Retome o texto sobre a velhice e a eternidade a partir da última frase apresentada, escrevendo a sua continuação.

++++ EXCERTO ++++

OS TRAPOS
Envelhecemos, deveras e de vez, quando deixamos
de praticar a eternidade. (A de cada dia, digo, que a não a outra, a de mentira
das seitas autistas-evangélicas, essas matilhas engravatadas que andam de Deus
na boca como cães que não desmordem o osso.)
A eternidade é aquilo que as crianças são de cor
– e às cores. Certa idade madura existe que, não desprovida de lucidez, logra
até assomos de felicidade, consistindo esta num ardil simples. É o ardil do
alzheimer voluntário: esquecer a morte, deixando-a dissipar-se como pretérito
hélio de balão passado, inútil (e nociva até) para o dia-a-dia.
Mas os velhos existem – e nem todos o são pela
idade. Todos os dias os vejo por esta galeria que erigi em observatório
mundial. Andam devagar, rasteirados pela exasperante areia que (n)os não deixa
fugir, essa areia de quando, nos sonhos, o pânico nos congela o sangue.

++++ ENTRADAS EXTRAÍDAS ++++

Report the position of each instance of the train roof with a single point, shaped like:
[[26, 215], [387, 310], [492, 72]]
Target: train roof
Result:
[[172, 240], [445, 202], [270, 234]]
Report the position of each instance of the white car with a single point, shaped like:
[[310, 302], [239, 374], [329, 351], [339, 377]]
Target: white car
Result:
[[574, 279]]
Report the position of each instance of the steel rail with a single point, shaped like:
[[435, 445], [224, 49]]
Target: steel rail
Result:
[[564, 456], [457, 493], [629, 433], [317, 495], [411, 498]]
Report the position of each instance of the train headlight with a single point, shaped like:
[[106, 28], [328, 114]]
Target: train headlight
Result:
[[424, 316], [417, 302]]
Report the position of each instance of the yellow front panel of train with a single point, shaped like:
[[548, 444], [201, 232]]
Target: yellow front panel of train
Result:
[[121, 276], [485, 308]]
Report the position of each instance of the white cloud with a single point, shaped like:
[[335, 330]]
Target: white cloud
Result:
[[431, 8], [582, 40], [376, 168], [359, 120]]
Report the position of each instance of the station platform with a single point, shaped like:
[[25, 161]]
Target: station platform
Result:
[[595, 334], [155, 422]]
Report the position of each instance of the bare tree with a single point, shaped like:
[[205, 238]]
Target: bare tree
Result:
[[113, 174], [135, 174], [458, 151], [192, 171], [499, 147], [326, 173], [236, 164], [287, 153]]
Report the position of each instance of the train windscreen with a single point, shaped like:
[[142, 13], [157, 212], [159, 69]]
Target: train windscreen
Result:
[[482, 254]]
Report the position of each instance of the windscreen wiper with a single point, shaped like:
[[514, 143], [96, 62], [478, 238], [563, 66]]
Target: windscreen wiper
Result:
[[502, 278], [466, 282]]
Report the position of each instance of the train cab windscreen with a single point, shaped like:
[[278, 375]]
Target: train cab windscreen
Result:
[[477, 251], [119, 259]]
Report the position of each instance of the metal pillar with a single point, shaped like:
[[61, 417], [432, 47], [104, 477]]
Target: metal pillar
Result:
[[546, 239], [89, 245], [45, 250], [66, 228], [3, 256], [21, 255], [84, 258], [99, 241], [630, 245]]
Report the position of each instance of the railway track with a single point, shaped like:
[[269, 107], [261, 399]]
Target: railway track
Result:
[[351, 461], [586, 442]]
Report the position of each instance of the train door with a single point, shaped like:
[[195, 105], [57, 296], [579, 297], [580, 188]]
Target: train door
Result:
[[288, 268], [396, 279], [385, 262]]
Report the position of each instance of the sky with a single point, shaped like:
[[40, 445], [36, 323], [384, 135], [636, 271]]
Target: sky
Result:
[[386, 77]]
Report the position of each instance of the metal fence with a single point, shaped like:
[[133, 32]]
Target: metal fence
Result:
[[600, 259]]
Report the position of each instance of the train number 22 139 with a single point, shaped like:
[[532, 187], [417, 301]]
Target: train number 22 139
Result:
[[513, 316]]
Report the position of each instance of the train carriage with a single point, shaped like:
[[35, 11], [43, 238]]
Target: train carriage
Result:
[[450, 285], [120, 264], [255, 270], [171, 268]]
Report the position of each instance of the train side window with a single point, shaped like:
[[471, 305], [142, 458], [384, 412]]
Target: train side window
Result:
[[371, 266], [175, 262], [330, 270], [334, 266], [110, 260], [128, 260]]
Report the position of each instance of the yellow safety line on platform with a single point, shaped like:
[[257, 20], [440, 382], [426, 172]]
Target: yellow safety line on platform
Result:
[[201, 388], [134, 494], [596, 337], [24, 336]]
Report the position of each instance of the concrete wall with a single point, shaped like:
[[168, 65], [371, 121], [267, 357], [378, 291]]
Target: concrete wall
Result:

++++

- **RESULTADO DA TAREFA**
Parecem-me pombas golpeadas pelo falcão da irreversibilidade. São de uma
castidade involuntária. O mais alto acontecimento deles é respirar ainda, ao
alto de uma digestão de lâminas dispépticas. Casas que ameaçam derrocada, não
têm a quem abrir a janela do que viveram. Têm pena, e raiva até, de que deles
saibamos tão-só a história de irem morrer como se para nada mais houvessem
nascido e sido. Semelham, um a um, lojas de centro comercial que, uma a uma, se
liquidam as existências antes de, de vez e deveras, fecharem a porta e dar a
chave ao gato.
Volvem-se aquíferos tártaros pelos mesmos poros
por onde outrora jorraram salubridades chamadas filhos. Hibernam em pleno Verão, imunes à estupidez malévola dos
netos, que entretanto ascenderam ao púlpito das freguesias, dos municípios, das
secretarias de Estado e dos sobreiros trocados por submarinos em vez de, ao
menos, helicópteros para o bombeiral.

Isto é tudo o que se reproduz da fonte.